## Passage provided
See also: Luma.mapreduce1d! for the in-place version.

source

Luma.mapreduce1d! — Function

mapreduce1d!(f, op, dst, src; kwargs...)
mapreduce1d!(f, op, dst, srcs::NTuple; kwargs...)

In-place GPU parallel map-reduce, writing result to dst[1].

Arguments

f: Map function applied to each element
op: Associative binary reduction operator
dst: Output array (result written to first element)
src or srcs: Input GPU array(s)

Keyword Arguments

g=identity: Post-reduction transformation applied to final result
tmp=nothing: Pre-allocated temporary buffer
Nitem=nothing: Items per thread (auto-selected if nothing)
workgroup=256: Workgroup size
blocks=100: Number of blocks
FlagType=UInt8: Synchronization flag type

Examples

x = CUDA.rand(Float32, 10_000)
dst = CUDA.zeros(Float32, 1)

# Sum
mapreduce1d!(identity, +, dst, x)

# With pre-allocated temporary for repeated calls
tmp = Luma.get_allocation(mapreduce1d!, x)
for i in 1:100
    mapreduce1d!(identity, +, dst, x; tmp)
end

See also: Luma.mapreduce1d for the allocating version.

source

Scan

Luma.scan — Function

scan(f, op, src; kwargs...) -> GPU array
scan(op, src; kwargs...) -> GPU array

GPU parallel prefix scan (cumulative reduction) using a decoupled lookback algorithm.

Applies f to each element, then computes inclusive prefix scan with op.

Arguments

f: Map function applied to each element (defaults to identity)
op: Associative binary scan operator
src: Input GPU array

Keyword Arguments

tmp=nothing: Pre-allocated temporary buffer
Nitem=nothing: Items per thread (auto-selected if nothing)

## Required work
a) Answer these questions using the Luma documentation on GPU map-reduce and scan:
(i) What is the default workgroup size for mapreduce1d!?
(ii) What algorithm does scan use?
(iii) In which element of dst does mapreduce1d! write its result?
b) Write a continuation of the Luma documentation on GPU map-reduce and scan that picks up after its final keyword argument entry.
The lines that come next are taken from a different source.

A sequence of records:
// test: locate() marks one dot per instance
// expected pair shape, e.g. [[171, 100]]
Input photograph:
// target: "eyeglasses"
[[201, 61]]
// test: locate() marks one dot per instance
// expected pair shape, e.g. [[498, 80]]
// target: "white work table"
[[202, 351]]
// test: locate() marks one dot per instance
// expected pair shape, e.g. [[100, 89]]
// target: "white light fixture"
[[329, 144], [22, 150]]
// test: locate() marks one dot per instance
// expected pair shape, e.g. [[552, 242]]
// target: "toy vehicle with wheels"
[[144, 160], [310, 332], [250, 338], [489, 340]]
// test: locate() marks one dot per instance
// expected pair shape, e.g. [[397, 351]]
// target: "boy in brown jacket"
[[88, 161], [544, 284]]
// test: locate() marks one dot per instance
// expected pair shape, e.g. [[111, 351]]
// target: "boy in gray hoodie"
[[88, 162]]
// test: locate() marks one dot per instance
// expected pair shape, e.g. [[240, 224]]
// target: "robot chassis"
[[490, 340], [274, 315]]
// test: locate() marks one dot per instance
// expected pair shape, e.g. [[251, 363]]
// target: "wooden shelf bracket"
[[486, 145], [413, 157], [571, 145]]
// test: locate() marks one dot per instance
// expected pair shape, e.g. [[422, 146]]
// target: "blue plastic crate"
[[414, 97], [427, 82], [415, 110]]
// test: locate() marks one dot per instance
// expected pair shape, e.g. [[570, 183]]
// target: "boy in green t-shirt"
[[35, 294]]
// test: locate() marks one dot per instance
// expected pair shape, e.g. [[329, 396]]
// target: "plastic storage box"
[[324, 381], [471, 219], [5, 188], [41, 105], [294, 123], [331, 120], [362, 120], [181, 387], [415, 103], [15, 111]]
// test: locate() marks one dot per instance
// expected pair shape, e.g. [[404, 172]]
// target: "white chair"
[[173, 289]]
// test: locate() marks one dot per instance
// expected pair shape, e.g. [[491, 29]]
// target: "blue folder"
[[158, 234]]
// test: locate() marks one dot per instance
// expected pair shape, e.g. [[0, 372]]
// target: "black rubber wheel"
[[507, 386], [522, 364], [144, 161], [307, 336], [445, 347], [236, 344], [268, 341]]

---

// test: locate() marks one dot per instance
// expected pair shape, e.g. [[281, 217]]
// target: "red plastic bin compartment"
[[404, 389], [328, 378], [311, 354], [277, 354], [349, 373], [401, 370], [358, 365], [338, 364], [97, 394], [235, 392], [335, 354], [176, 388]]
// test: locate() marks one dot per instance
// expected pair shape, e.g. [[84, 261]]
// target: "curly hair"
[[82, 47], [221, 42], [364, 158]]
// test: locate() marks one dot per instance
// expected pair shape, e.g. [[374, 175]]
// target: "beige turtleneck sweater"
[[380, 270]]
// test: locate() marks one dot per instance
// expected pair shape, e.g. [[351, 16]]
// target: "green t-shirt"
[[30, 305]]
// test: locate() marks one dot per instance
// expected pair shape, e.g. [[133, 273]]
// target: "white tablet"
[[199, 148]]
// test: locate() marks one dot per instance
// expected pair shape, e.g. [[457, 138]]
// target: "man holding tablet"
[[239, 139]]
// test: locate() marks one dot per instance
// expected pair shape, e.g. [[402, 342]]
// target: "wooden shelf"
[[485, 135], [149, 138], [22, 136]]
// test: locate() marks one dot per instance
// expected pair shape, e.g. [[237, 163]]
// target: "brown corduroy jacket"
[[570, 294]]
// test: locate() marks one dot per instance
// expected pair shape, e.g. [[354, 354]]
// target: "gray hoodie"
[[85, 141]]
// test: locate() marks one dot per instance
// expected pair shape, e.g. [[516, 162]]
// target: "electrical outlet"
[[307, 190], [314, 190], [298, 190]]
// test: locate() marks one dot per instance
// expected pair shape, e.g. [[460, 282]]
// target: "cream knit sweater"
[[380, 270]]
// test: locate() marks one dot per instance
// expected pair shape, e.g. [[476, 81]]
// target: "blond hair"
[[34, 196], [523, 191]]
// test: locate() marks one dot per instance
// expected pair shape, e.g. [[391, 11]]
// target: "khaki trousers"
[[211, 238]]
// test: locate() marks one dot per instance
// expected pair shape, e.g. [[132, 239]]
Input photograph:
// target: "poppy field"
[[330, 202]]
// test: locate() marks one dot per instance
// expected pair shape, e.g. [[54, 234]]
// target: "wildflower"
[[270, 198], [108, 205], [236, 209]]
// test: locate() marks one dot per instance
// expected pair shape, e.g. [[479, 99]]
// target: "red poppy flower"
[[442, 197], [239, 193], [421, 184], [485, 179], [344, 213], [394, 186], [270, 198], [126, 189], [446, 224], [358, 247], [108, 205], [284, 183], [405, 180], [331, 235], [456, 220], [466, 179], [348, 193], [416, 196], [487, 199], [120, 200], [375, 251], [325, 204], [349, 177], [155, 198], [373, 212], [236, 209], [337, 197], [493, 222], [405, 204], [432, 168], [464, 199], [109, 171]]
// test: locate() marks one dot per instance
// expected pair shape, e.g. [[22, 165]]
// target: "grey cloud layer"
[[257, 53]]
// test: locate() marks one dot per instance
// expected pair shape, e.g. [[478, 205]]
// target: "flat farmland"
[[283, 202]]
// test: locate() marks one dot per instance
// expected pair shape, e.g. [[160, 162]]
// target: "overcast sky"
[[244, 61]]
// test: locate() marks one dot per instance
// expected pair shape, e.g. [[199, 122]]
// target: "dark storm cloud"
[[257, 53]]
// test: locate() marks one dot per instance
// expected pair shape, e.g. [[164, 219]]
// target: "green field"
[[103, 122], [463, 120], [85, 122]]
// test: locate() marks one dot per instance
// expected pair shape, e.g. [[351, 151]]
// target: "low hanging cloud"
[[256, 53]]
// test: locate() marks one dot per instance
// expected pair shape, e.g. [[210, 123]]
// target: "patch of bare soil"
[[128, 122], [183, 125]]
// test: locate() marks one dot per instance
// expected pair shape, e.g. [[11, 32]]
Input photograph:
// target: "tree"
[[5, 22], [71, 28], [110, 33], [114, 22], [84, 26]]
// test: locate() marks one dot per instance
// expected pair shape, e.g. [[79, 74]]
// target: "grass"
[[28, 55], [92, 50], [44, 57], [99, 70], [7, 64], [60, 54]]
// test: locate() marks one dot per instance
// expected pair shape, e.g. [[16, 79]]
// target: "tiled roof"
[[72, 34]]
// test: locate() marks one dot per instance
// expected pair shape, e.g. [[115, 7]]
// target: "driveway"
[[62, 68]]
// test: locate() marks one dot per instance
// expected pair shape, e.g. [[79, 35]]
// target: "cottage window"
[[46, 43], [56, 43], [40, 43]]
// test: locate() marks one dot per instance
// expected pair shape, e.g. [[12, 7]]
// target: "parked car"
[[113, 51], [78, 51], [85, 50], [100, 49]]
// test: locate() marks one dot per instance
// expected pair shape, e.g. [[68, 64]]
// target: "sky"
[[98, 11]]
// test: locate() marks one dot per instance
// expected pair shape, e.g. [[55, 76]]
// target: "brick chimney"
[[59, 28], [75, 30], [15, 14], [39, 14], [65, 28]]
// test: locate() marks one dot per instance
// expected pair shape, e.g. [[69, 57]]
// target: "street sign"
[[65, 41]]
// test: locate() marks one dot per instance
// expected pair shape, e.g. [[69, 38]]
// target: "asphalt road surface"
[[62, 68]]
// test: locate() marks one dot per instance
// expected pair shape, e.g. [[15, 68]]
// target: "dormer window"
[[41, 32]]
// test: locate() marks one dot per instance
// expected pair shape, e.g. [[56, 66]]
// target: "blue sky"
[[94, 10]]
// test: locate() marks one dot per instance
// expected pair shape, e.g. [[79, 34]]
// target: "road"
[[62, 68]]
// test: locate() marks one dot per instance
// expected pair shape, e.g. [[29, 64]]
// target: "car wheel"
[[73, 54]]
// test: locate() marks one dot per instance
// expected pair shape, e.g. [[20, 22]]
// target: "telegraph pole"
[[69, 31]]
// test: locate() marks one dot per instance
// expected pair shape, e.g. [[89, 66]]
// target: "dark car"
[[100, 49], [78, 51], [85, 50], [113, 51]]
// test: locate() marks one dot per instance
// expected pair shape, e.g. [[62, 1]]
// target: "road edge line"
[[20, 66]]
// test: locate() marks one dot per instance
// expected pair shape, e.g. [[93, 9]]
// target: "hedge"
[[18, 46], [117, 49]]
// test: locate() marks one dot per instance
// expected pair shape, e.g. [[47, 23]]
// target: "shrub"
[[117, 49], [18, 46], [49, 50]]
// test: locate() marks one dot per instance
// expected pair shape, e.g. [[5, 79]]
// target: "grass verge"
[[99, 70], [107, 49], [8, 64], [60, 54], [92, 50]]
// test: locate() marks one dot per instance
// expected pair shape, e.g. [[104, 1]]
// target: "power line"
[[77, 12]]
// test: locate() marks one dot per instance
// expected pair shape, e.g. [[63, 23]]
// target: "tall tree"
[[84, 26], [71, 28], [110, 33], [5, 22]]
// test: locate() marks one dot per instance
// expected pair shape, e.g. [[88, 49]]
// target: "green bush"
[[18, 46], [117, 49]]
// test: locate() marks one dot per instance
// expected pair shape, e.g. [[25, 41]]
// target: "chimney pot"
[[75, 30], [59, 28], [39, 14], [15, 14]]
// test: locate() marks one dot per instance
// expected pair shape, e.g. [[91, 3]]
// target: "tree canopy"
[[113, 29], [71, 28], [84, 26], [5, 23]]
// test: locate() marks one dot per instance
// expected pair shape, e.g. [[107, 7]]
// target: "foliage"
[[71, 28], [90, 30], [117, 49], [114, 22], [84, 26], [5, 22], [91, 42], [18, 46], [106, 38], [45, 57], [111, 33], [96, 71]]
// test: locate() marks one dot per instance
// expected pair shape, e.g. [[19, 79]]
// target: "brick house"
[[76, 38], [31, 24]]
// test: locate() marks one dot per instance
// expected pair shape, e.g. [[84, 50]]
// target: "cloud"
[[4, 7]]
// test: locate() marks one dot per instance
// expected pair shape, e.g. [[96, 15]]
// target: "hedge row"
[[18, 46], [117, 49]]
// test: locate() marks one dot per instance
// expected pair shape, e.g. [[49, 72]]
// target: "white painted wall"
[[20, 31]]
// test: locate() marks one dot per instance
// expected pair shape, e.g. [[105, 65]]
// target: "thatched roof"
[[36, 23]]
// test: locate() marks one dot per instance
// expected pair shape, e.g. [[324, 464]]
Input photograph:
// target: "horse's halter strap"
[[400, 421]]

## Exercise results
a)
(i) 256
(ii) A decoupled lookback algorithm
(iii) dst[1], the first element

b)
workgroup=256: Workgroup size
FlagType=UInt8: Synchronization flag type

Examples

# Cumulative sum
x = CUDA.rand(Float32, 10_000)
result = scan(+, x)

# Cumulative sum of squares
result = scan(x -> x^2, +, x)

# With pre-allocated temporary for repeated calls
tmp = Luma.get_allocation(scan!, similar(x), x)
result = scan(+, x; tmp)

See also: Luma.scan! for the in-place version.

source

Luma.scan! — Function

scan!(f, op, dst, src; kwargs...)
scan!(op, dst, src; kwargs...)

In-place GPU parallel prefix scan using a decoupled lookback algorithm.

Applies f to each element, then computes inclusive prefix scan with op, writing results to dst.

Arguments

f: Map function applied to each element (defaults to identity)
op: Associative binary scan operator
dst: Output array for scan results
src: Input GPU array

Keyword Arguments

tmp=nothing: Pre-allocated temporary buffer
Nitem=nothing: Items per thread (auto-selected if nothing)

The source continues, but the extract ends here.